ABOUT THIS EXERCISE → Among the lines below, count those that include "floor", and state the count alone.

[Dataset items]
§ §

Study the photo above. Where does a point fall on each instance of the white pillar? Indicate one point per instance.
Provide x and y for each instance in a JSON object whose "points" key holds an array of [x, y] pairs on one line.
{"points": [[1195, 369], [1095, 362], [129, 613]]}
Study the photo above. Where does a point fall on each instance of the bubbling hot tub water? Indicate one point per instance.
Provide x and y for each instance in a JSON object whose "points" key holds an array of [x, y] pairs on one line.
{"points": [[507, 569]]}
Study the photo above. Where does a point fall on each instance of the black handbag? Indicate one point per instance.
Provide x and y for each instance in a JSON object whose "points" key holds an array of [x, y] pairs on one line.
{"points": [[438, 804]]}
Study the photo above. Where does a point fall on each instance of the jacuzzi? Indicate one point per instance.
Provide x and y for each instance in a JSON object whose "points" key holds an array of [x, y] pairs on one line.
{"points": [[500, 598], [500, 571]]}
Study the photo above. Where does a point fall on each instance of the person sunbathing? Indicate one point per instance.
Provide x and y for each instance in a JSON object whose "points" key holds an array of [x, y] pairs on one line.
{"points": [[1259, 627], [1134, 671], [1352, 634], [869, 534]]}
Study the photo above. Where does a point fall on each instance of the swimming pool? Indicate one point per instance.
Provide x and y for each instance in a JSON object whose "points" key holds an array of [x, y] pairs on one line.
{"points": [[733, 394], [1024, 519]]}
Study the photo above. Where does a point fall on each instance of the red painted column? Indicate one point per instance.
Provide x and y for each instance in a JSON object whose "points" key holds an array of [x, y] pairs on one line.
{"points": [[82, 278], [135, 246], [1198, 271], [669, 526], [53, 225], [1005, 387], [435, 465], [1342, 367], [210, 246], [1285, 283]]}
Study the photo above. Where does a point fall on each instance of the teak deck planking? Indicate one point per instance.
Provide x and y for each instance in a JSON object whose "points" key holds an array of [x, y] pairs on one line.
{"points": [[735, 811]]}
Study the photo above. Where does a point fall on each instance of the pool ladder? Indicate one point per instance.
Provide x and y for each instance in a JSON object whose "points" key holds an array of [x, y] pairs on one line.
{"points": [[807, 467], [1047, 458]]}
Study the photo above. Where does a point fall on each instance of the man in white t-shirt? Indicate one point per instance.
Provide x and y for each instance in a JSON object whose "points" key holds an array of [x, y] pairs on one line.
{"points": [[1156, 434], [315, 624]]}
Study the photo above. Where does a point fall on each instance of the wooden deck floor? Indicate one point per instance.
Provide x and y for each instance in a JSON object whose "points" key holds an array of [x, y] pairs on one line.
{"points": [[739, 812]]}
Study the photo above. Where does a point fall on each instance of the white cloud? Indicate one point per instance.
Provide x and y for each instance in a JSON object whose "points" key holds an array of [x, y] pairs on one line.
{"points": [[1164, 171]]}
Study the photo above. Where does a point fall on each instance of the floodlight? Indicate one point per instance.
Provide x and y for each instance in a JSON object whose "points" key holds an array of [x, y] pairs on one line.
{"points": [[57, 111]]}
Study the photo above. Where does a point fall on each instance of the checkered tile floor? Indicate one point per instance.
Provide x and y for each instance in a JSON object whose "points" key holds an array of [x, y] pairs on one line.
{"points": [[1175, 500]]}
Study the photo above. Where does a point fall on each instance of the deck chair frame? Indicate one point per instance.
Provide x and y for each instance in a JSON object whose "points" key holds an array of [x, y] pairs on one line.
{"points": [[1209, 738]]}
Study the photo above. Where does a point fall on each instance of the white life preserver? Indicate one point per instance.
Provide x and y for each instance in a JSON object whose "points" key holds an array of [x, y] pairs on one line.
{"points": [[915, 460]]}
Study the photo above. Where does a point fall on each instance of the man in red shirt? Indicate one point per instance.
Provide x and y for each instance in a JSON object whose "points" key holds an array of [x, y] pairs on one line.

§ §

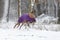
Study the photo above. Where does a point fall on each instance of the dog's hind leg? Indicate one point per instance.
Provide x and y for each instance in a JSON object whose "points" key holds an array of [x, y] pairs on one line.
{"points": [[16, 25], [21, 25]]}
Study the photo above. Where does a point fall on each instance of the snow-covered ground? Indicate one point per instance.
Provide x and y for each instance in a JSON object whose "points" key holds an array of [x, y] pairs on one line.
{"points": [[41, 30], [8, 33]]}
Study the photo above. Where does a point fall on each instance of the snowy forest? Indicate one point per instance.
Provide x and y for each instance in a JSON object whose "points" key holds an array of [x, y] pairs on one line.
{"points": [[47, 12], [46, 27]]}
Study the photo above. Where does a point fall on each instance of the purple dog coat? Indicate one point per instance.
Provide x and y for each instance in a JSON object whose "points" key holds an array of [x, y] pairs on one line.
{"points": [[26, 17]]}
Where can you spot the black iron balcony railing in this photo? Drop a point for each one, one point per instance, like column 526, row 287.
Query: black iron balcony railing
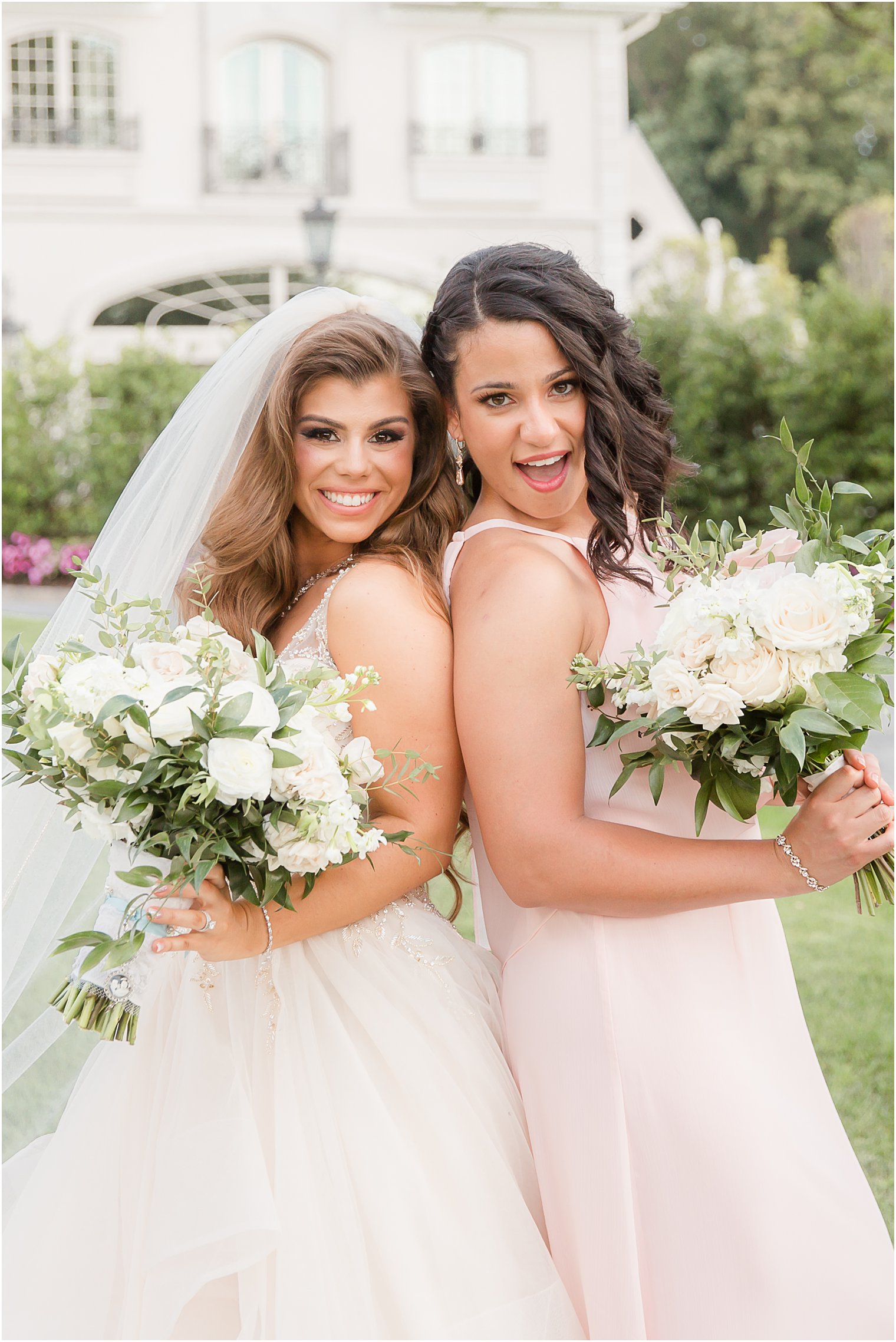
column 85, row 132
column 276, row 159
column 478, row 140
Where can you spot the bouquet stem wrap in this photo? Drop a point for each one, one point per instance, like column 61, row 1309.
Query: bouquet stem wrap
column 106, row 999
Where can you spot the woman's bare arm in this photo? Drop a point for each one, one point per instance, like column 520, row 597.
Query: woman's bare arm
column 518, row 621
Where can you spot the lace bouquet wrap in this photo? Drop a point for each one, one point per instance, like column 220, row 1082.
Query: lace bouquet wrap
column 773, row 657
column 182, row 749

§ §

EXERCISE ANSWER → 2